● Given data:
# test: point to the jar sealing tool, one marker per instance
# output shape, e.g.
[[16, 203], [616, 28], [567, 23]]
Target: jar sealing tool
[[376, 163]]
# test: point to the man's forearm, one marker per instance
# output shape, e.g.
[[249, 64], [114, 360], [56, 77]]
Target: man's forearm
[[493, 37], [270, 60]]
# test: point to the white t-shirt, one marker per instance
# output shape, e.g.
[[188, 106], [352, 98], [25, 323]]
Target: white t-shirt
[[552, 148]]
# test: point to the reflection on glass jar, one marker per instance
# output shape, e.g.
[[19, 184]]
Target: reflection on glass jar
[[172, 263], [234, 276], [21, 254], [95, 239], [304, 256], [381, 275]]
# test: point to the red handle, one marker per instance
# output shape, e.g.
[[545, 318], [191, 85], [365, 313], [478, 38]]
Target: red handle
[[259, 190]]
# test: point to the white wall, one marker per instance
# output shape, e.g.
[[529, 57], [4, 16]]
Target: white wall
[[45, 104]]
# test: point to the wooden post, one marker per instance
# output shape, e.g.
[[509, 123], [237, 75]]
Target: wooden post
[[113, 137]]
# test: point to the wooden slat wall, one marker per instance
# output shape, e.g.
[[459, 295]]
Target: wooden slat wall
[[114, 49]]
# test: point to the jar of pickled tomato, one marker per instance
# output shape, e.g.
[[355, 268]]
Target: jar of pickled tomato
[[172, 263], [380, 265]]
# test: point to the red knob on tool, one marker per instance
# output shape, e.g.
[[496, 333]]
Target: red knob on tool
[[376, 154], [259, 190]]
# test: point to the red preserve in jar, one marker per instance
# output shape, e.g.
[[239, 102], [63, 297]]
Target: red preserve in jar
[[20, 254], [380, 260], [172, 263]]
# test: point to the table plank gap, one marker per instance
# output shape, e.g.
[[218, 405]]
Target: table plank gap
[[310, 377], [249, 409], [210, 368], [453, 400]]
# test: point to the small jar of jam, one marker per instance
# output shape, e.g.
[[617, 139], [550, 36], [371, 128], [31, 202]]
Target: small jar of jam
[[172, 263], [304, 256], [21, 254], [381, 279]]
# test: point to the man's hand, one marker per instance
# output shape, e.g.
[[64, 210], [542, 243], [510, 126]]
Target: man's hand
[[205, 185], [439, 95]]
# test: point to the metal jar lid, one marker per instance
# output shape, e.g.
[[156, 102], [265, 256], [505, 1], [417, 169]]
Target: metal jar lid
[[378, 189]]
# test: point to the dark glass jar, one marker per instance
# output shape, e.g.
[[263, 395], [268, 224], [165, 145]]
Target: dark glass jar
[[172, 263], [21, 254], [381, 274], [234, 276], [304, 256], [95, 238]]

● Required work:
Each entry above needs to be duplicated verbatim.

● Task result:
# test: point to the jar sealing tool, one marker per instance
# output shape, e.g.
[[16, 203], [616, 28], [567, 23]]
Target: jar sealing tool
[[376, 163]]
# test: point to the man's forearm, one marker per instance
# output shape, e.g.
[[249, 64], [114, 360], [56, 77]]
Target: man's forearm
[[493, 37], [270, 60]]
# test: point to the white t-shirt, one marker per instance
# output shape, e.g.
[[188, 106], [352, 98], [25, 323]]
Target: white t-shirt
[[552, 148]]
# test: point to the reflection on glass jar, one marker per instance
# output shape, e.g.
[[19, 184]]
Target: reflection on glass jar
[[172, 263], [234, 276], [21, 254], [95, 239], [304, 256], [381, 275]]
# test: point to the red handle, one marker per instance
# output shape, e.g.
[[545, 318], [191, 85], [365, 313], [478, 38]]
Target: red handle
[[259, 190]]
# test: point to the white wall, one marker per instance
# output shape, e.g.
[[529, 57], [4, 16]]
Target: white wall
[[45, 104]]
# test: point to the wooden post, one marker per instance
# output shape, e.g.
[[509, 123], [237, 75]]
Target: wooden post
[[113, 137]]
# test: point to the wooden slat wall, one marker per instance
# output shape, e.g.
[[459, 295]]
Target: wooden slat wall
[[114, 49]]
# test: point to the jar of pickled tomato, one marker per instance
# output shape, e.g.
[[355, 268]]
Target: jar of pickled tomato
[[172, 263], [380, 265]]
# test: point to the red knob on tool, one marker per instance
# output shape, e.g.
[[496, 333]]
Target: red knob on tool
[[376, 154], [259, 190]]
# test: point to the red preserve in jar, one marker per instance
# output shape, e.g.
[[239, 102], [63, 297]]
Target: red preserve in jar
[[20, 254], [380, 260], [172, 263]]
# test: point to the table plank gap, one marker per instance
# output shape, e.g.
[[218, 405]]
Target: table plank gap
[[310, 377], [249, 409], [210, 368], [453, 400]]
# test: point to the small jar of jam, one marker per instance
# output shape, e.g.
[[617, 139], [550, 36], [371, 128], [31, 202]]
Target: small jar of jam
[[172, 263], [304, 256], [21, 254], [381, 279]]
# test: point to the man's hand, one marker per instance
# output shape, e.g.
[[64, 210], [542, 243], [510, 126]]
Target: man's hand
[[205, 185], [439, 95]]
# test: point to the metal jar lid, one marker per instance
# output shape, e.g.
[[156, 102], [265, 256], [505, 1], [417, 169]]
Target: metal jar lid
[[378, 189]]
# test: point to the dark glass jar, one marker per instance
# output shape, e.g.
[[263, 395], [268, 224], [165, 145]]
Target: dark glass jar
[[172, 263], [21, 254], [381, 274], [234, 276], [304, 256], [95, 238]]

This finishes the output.